__Set problem__.
Both the line containing "the valley, the" and the last line of the listing are included: write out exactly the lines from one to the other.

[Named object pointing entries]
-*-*-

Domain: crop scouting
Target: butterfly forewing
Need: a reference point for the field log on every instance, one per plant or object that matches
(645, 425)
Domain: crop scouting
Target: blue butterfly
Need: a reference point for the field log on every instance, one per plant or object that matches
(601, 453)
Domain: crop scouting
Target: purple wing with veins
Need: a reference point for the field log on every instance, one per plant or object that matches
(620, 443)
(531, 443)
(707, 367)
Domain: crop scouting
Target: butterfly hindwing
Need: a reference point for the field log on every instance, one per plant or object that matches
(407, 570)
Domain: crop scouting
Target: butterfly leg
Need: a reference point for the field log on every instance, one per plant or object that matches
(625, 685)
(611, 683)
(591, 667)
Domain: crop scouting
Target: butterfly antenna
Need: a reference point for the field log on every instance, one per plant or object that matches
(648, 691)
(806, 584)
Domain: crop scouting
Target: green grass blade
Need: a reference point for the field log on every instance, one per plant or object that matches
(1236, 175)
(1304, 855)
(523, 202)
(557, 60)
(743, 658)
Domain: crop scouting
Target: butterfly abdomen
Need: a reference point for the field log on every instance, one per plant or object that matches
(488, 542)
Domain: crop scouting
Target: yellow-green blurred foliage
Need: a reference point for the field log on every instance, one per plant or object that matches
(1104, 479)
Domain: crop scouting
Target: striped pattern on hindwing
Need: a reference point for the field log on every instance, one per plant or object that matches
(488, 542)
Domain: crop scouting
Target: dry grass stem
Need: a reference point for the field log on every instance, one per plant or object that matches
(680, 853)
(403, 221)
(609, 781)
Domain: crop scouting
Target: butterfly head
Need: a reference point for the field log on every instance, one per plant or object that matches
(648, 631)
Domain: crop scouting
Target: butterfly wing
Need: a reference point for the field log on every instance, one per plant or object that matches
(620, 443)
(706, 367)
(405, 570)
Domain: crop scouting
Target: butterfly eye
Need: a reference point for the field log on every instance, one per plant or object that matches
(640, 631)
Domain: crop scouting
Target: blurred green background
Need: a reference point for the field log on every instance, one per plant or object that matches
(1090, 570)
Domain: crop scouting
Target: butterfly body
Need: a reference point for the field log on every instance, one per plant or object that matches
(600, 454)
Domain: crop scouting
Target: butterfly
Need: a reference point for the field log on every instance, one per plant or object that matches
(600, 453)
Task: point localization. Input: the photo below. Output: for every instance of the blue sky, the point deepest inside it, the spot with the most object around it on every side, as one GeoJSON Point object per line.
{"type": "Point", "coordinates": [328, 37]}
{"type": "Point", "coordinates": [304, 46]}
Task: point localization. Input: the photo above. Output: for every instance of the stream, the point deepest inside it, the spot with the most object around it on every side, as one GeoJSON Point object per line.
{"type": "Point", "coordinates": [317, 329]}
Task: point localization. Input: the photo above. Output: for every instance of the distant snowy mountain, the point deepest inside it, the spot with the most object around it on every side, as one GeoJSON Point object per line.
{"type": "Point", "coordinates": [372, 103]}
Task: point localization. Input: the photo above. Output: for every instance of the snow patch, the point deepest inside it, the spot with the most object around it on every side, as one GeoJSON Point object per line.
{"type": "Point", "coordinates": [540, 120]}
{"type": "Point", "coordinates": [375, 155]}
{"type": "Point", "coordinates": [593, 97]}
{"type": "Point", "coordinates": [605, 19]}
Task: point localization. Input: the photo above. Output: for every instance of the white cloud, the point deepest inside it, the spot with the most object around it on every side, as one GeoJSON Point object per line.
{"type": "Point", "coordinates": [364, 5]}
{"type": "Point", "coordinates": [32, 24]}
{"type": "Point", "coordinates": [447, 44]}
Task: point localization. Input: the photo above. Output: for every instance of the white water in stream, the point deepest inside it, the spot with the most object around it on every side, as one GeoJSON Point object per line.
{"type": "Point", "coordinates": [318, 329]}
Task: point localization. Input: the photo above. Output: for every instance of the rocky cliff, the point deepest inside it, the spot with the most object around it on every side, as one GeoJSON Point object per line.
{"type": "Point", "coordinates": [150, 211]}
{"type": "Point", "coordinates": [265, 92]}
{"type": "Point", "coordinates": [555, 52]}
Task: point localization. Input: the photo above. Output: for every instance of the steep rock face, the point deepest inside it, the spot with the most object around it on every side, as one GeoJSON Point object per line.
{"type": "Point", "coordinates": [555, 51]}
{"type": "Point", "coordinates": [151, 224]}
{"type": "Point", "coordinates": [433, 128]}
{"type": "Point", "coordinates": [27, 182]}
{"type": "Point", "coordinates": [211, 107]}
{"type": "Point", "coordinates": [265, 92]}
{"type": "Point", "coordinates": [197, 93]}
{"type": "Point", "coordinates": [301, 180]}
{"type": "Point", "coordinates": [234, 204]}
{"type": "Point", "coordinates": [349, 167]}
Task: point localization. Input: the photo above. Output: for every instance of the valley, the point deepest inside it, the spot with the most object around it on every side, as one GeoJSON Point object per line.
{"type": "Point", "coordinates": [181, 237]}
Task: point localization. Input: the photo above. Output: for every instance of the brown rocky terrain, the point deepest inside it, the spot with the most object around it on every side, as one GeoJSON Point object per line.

-*-*-

__Result__.
Task: point localization. Input: the photo above. Output: for every instance of the valley, the point deepest inside it, the spot with the most object around it on every side, as one GeoJSON Point object per line.
{"type": "Point", "coordinates": [181, 237]}
Task: point localization. Input: the photo above. Output: for every instance of the brown rocky terrain, the point deepest inside it, the spot with the most object around it on every side, as one GeoJSON Point object per line.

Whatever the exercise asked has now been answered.